----- Data for this task

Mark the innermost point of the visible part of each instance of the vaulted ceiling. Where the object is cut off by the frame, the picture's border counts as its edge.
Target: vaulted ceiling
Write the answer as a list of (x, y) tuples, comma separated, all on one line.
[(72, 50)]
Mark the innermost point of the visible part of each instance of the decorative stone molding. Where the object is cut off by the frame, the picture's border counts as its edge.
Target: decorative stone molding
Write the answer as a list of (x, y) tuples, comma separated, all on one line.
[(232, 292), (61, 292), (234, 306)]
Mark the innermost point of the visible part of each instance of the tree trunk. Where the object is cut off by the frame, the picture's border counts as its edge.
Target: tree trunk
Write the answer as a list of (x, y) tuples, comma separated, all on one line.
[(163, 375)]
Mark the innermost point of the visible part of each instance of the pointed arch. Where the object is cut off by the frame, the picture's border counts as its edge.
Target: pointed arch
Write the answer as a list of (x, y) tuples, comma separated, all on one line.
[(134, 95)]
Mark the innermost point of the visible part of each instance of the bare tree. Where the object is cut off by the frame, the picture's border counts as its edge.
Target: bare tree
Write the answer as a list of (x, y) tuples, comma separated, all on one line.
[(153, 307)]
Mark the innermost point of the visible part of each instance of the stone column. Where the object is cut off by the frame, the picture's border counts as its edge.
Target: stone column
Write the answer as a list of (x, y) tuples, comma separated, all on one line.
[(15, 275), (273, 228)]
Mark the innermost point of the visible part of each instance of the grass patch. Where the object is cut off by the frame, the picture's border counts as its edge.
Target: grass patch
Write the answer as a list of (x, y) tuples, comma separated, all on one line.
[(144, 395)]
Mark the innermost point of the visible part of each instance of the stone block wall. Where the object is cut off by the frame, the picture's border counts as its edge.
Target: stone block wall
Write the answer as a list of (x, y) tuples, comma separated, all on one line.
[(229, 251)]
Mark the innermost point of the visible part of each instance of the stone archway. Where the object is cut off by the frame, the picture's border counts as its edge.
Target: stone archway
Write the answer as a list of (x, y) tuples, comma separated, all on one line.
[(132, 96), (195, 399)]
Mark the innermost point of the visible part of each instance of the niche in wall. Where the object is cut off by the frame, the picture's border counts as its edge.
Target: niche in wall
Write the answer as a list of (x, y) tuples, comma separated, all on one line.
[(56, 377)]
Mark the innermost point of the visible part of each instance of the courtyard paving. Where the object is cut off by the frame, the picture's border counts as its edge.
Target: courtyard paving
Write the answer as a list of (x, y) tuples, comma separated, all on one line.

----------

Put every line of all the entries above into a numbered list, leaving out any blank lines.

1. Mark the innermost point of the visible part of each instance of the vaulted ceiling. Where the object is cut off by the frame, the picture's border counts as its edge.
2. Target: vaulted ceiling
3. Write the answer as a list of (x, y) tuples, comma separated, all on one line.
4. [(72, 50)]
5. Mark the innermost point of the visible part of each instance of the decorative stone molding. Where the object is cut off by the frame, the picture's border counts as its edge.
6. Target: decorative stone molding
7. Write the answer as a list of (x, y) tuples, comma separated, all on one line.
8. [(232, 292), (61, 292), (234, 306)]
9. Mark the innermost point of the visible part of each instance of the tree trunk. Where the object is cut off by the frame, the picture's border counts as its edge.
10. Target: tree trunk
11. Write the answer as a list of (x, y) tuples, comma separated, all on one line.
12. [(163, 375)]
13. Mark the innermost point of the visible part of each instance of the pointed arch. Where the object is cut off by the frame, the picture's border counts as its edge.
14. Target: pointed arch
15. Write the answer as a list of (x, y) tuples, comma separated, all on one line.
16. [(134, 95)]
17. Mark the innermost point of the visible part of each instance of the bare tree. Where the object is cut off by the frame, the picture's border counts as its edge.
18. Target: bare tree
19. Write the answer as a list of (x, y) tuples, comma separated, all on one line.
20. [(153, 307)]
21. Mark the innermost point of the visible part of each instance of the stone column. Where the object is cut off by the frame, the picture's border counts as its edge.
22. Target: stone column
23. Write the answer as a list of (x, y) tuples, comma separated, all on one line.
24. [(15, 275), (273, 228)]
25. Mark the innermost point of the visible part of each instance of the grass patch. Where the object is cut off by the frame, the picture's border counts as its edge.
26. Target: grass patch
27. Write the answer as a list of (x, y) tuples, comma separated, all on one line.
28. [(144, 395)]
29. Mark the innermost point of the visible part of each instance of the stone block wall. Where the object is cut off by the frame, the picture's border counts as its edge.
30. Target: stone block wall
31. Write the answer as a list of (x, y) tuples, comma separated, all on one line.
32. [(229, 251)]
33. Mark the innermost point of the visible part of each instance of the stone archway. Where the object is cut off by the frame, the picture's border counts as its edge.
34. Target: stone archway
35. Write the answer as a list of (x, y) tuples, comma separated, all on one line.
36. [(132, 96), (195, 399)]
37. Mark the innermost point of the visible part of each instance of the niche in wall. Where the object is cut off by the frame, the picture's border counts as its edge.
38. Target: niche in wall
39. Write the answer as a list of (x, y) tuples, comma separated, all on one line.
40. [(56, 377)]
41. Mark the innermost point of the visible part of each instance of the courtyard paving. Where the object is cut off by the frame, the picture's border counts as its edge.
42. Target: courtyard paving
43. Write the answer as a list of (x, y) tuples, comma separated, all on one line.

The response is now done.